> Description of the task
Set the data below down again, exactly, with every picture left out.

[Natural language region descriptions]
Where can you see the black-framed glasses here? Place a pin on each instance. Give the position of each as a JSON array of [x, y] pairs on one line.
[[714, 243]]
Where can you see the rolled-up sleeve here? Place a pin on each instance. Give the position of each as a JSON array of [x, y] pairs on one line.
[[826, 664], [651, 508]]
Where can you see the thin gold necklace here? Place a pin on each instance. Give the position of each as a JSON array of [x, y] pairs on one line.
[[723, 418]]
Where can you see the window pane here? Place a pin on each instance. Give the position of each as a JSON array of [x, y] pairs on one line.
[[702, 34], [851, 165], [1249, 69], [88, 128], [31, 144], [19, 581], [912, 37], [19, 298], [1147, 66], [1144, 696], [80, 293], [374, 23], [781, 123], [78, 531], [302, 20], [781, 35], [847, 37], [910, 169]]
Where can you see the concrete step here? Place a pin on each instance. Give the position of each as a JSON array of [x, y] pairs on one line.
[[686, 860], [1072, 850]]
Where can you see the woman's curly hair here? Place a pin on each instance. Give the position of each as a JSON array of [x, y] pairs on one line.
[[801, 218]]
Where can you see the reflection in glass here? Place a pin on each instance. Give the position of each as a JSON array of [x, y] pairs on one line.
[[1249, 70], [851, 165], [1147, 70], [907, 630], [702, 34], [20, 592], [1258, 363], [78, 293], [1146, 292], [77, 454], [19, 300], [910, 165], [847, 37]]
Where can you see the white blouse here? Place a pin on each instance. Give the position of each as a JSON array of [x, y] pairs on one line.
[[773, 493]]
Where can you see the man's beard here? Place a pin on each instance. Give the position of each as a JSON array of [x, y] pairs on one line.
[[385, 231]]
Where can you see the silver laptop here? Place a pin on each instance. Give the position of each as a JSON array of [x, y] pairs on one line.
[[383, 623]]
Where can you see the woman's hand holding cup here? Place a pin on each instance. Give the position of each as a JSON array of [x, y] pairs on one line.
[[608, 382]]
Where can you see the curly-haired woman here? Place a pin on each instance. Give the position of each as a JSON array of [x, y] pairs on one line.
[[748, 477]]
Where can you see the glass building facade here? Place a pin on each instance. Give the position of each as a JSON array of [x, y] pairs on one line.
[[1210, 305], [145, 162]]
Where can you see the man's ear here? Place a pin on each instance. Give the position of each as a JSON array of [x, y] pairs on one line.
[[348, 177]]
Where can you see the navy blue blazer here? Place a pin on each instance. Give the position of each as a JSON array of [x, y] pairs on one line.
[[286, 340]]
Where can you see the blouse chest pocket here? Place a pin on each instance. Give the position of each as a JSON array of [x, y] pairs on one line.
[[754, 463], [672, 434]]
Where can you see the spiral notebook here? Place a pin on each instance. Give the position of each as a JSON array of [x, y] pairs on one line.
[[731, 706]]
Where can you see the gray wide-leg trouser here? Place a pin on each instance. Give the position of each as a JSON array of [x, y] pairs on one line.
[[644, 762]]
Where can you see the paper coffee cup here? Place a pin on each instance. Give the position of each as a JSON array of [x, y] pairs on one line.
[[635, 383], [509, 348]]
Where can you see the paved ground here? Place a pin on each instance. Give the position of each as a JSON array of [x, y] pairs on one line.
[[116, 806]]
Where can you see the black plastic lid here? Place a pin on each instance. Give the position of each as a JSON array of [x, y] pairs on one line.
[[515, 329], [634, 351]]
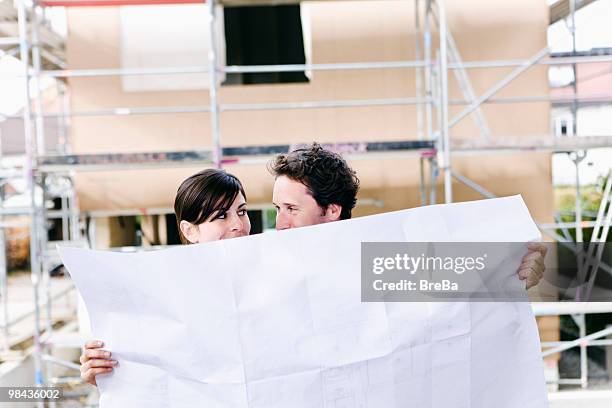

> Written reply
Where can you see the black-framed glasses here? Place a pin on each instance. Give the position of each as a JSON array of [x, y] pairs on one line.
[[714, 243]]
Where can you see the rolled-up sleeve here? Place a pin on each instance. Give the position of each as a JSON array of [x, y] pairs on one line.
[[826, 664], [651, 508]]
Where can you see the thin gold necklace here? Place a pin on each instance. Give the position of each as a JSON array of [x, y] pairs on one line.
[[723, 418]]
Where can you see the window pane here? Place a pin on each instance. Give the position of each as a JSON array of [x, y] pairs on one line.
[[702, 34], [851, 165], [1249, 69], [88, 128], [31, 144], [19, 581], [912, 37], [19, 298], [1147, 66], [1144, 696], [80, 293], [374, 23], [781, 123], [78, 531], [302, 20], [781, 35], [847, 37], [910, 169]]
Where can you see the concrete step here? Place a pin on each instance. Give the position of each as a JSON array of [x, y] pairs on one line.
[[686, 860], [1072, 850]]
Where can you see the woman's curly hair here? Place a pin on each instance. Give the position of each as a JSON array of [x, y] pairs on one line.
[[801, 218]]
Where can you see the reflection in glass here? Place a pin on each instance. Give the position of each as a JSON array of [x, y] pairs on one line.
[[1249, 70], [851, 165], [1147, 70], [907, 630], [702, 34], [20, 592], [1258, 363], [78, 293], [1146, 292], [77, 454], [19, 300], [910, 165], [847, 37]]
Where can you see the white blouse here? Place a pin on each instance. Give the position of each as a JSON array of [x, y] pairs on one line.
[[773, 493]]
Where can you see the man's beard here? Place a pin on each instance. Give the position of each as a JSON array of [x, y] pairs on one line.
[[385, 231]]
Where can you see the silver laptop here? Place a pin on each instance. Give the position of each as a JSON array of [x, y] pairs on one line.
[[383, 623]]
Where can you see the woman's hand holding cup here? Place a pin on each instance. Give the position of each as a JSON array of [x, y] pairs on one line.
[[608, 382]]
Where can you see the curly-haired woman here? Place a pin on each instance. Give the position of each as a JSON array of [x, y] pairs on one line.
[[748, 477]]
Where can you see the glass building facade here? Place a pin on each instance. Give the position of each as a JSON array of [x, y] pairs on one line.
[[1210, 305], [145, 162]]
Where can you see the man's ear here? Place a pin on each instance. Give the position of each as a JSON array of [x, y] pairs on one line.
[[348, 177]]
Where can you see the navy blue blazer here? Place a pin on each instance. Give the position of each as a JSON array of [x, y] pairs on one line.
[[286, 340]]
Where can you see the blouse chest pocket here? Place a pin on each instance. Give the position of each as a JSON array of [x, y] pairs on one line.
[[754, 463], [672, 434]]
Where can you see the spiral notebook here? Place a pin on each instance. Give the position of each as a JSON array of [x, y] pairs on one line.
[[731, 706]]
Where can you see the gray wide-leg trouser here? Place a pin on each instance. Give the position of each as a JSON array of [x, y] pairs on one line.
[[644, 762]]
Where can you see the paper coffee cup here? Place a pin on each instance. Give the position of each as a JSON array of [x, y] pairs on one line.
[[635, 383], [509, 348]]
Where can you see the paved ground here? Place a pin on each instance. Give the position of each as a JSON array of [x, y] pairs on one line.
[[116, 806]]
Where can you see the black plastic lid here? Place a pin on each instance. Give the position of each as a JSON array of [x, y] pairs on one line.
[[515, 329], [634, 351]]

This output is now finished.